Which lines in the data below contain the string "player"? Copy each of those lines, matching case exactly.
[DATA LISTING start]
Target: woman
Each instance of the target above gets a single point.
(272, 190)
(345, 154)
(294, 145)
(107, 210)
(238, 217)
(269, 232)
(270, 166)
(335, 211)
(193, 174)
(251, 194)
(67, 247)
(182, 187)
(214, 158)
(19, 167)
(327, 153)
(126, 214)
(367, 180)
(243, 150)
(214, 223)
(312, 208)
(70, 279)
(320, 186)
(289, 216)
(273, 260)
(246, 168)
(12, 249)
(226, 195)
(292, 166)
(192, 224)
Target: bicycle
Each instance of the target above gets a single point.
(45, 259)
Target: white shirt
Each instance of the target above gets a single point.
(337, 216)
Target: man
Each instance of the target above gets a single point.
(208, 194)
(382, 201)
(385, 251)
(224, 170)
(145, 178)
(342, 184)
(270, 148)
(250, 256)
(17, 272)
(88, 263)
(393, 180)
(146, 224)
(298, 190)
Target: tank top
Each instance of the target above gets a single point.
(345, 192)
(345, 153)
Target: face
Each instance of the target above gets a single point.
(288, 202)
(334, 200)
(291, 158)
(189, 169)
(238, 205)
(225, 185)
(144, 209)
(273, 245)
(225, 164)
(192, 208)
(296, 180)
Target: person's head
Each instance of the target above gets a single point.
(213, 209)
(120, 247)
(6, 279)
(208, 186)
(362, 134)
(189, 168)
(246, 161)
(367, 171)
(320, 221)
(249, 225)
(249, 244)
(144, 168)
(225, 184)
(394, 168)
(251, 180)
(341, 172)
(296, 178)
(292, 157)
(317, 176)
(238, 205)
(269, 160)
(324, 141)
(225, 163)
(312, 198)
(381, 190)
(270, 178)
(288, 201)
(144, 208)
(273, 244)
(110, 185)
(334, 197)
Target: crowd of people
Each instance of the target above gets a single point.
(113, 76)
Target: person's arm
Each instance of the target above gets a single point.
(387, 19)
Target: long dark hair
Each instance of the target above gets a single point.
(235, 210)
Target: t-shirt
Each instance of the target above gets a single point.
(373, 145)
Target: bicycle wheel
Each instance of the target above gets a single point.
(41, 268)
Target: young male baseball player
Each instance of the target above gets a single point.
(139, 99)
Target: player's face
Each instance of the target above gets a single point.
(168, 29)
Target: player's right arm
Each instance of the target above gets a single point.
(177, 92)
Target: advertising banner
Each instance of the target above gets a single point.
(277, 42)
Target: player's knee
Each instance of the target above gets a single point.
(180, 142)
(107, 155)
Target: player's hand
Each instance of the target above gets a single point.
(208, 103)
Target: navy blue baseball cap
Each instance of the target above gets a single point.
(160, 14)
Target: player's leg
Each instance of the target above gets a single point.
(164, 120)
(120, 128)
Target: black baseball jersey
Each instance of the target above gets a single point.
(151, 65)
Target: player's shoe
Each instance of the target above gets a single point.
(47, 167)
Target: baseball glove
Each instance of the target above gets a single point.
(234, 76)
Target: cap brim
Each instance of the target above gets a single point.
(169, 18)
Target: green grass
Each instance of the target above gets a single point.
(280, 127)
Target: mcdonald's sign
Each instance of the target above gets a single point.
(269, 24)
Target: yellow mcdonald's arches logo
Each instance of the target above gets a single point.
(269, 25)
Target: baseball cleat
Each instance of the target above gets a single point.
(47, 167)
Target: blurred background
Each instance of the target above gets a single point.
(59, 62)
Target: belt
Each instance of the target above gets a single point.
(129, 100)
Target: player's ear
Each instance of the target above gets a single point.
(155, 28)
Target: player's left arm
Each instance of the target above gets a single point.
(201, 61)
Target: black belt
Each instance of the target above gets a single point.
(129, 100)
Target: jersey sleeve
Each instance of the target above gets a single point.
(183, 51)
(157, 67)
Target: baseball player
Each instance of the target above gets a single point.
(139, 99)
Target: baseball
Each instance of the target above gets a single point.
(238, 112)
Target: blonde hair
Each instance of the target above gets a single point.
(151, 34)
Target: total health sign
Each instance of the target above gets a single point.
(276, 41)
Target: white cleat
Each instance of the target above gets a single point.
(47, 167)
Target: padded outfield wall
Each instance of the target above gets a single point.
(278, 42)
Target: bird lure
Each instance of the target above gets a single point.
[DATA LISTING end]
[DATA LISTING start]
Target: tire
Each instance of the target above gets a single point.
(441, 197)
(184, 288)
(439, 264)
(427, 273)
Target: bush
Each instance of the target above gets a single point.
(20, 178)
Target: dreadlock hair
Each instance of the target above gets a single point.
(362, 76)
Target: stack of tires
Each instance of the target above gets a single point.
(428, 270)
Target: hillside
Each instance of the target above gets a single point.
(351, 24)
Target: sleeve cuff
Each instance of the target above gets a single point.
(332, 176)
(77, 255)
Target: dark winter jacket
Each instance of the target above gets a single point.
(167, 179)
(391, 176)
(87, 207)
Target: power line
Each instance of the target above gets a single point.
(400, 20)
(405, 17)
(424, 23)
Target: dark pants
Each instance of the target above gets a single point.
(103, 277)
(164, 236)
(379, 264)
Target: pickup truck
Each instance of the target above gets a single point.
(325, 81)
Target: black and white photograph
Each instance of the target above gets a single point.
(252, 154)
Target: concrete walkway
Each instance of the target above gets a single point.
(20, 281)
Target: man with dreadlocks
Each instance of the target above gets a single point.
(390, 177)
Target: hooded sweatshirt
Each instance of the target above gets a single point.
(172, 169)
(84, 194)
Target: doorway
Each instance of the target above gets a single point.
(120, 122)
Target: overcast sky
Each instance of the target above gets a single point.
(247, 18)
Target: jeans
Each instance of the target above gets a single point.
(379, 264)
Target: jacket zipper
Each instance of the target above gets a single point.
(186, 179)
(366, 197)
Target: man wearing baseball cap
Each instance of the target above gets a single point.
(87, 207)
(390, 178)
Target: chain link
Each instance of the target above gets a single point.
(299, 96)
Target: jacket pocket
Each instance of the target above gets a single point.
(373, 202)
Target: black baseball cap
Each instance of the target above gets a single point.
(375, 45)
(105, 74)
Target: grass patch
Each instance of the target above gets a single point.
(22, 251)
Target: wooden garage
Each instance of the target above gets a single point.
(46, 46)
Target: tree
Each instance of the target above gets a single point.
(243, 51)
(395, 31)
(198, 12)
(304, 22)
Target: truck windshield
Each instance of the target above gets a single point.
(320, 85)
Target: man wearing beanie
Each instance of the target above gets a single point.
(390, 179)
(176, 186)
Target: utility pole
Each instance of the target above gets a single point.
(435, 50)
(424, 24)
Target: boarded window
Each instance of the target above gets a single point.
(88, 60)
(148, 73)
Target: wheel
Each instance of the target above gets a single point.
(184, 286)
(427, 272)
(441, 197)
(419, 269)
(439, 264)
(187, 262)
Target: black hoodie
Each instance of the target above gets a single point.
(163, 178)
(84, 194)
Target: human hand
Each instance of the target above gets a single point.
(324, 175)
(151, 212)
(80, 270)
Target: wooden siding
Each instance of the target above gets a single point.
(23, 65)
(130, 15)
[DATA LISTING end]
■ WRITTEN RESPONSE:
Target: young male baseball player
Target: player's face
Target: player's right arm
Target: player's knee
Target: player's hand
Target: player's leg
Target: player's shoe
Target: player's ear
Target: player's left arm
Target: baseball player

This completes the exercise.